### [TEXT PASSAGE]
* * * * * * *
Digital and Service-Based Interventions for Dementia-Related Care in Primary Care: A Systematic Review and Narrative Synthesis
Abstract
Introduction
Primary care has a central role in dementia risk reduction, early recognition, cognitive assessment, referral, and longitudinal care. However, dementia-related work in primary care is constrained by limited consultation time, variable clinician confidence, fragmented pathways, and unequal access to specialist input. Digital tools, clinician education, and service-redesign interventions have been proposed to strengthen dementia care in this setting. We aimed to systematically review completed intervention studies evaluating digital, educational, screening, blended, or service-based approaches designed to improve dementia-related care in primary-care settings.
Methods
This review followed PRISMA 2020 principles and used narrative synthesis because eligible studies were clinically and methodologically heterogeneous. PubMed, Embase, and Web of Science were searched for English-language studies published from 2017 onward. Eligible studies evaluated completed interventions delivered in, embedded within, or directly implemented through primary-care services and targeting dementia risk reduction, cognitive screening, mild cognitive impairment, dementia recognition, referral, or dementia-care delivery. The protocol was approved by the King Fahad Medical City Institutional Review Board, Riyadh Second Health Cluster (IRB log number 25-437; expedited approval, 29 September 2025).
Results
The search identified 977 records. After removal of 107 duplicates, 870 records were screened. Forty-nine full-text reports were assessed for eligibility, 45 were excluded with reasons, and four completed studies were included. The studies evaluated a blended dementia risk-reduction intervention, a clinician-education intervention, a digital cognitive-screening tool, and a telehealth or integrated-care service model. Overall, the evidence suggested feasibility, acceptability, and potential utility across different points in the dementia-care pathway, but effectiveness evidence was limited and inconsistent.
Conclusion
The current evidence base is small and heterogeneous. Digital and service-based interventions may support primary care in dementia prevention, screening, education, and access to specialist input, but no intervention model can yet be recommended as clearly effective or superior. Future research should prioritize pragmatic primary-care trials, longer follow-up, patient and carer outcomes, implementation outcomes, and standardized dementia-care endpoints.
* * * * * * *
### [GIVEN DATA]
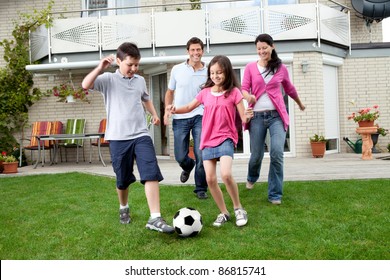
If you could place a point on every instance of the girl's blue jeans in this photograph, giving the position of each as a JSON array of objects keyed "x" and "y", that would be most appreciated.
[{"x": 261, "y": 123}]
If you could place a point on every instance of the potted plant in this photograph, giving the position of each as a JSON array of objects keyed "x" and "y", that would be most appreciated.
[
  {"x": 318, "y": 145},
  {"x": 2, "y": 159},
  {"x": 366, "y": 116},
  {"x": 374, "y": 137},
  {"x": 68, "y": 93},
  {"x": 10, "y": 164}
]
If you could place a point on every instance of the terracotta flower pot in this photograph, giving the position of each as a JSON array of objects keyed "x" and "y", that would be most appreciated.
[
  {"x": 10, "y": 167},
  {"x": 318, "y": 149}
]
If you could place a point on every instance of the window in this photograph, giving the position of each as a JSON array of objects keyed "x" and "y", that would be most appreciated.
[{"x": 104, "y": 4}]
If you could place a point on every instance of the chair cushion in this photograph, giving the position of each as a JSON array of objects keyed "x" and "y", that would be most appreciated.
[
  {"x": 74, "y": 126},
  {"x": 39, "y": 128}
]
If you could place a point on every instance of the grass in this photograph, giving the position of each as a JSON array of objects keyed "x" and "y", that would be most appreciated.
[{"x": 75, "y": 216}]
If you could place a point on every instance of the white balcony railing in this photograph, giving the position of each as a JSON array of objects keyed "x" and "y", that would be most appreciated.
[{"x": 165, "y": 29}]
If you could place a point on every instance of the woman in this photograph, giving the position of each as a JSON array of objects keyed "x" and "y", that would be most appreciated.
[{"x": 261, "y": 87}]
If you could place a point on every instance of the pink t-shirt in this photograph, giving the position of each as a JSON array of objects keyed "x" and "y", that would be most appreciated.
[{"x": 219, "y": 117}]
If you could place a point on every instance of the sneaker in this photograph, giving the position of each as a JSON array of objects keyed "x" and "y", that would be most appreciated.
* * * * * * *
### [EXERCISE BRIEF]
List every priority for future research given in the conclusion of the dementia-care review abstract above.

### [EXERCISE OUTPUT]
- Pragmatic primary-care trials
- Longer follow-up
- Patient and carer outcomes
- Implementation outcomes
- Standardized dementia-care endpoints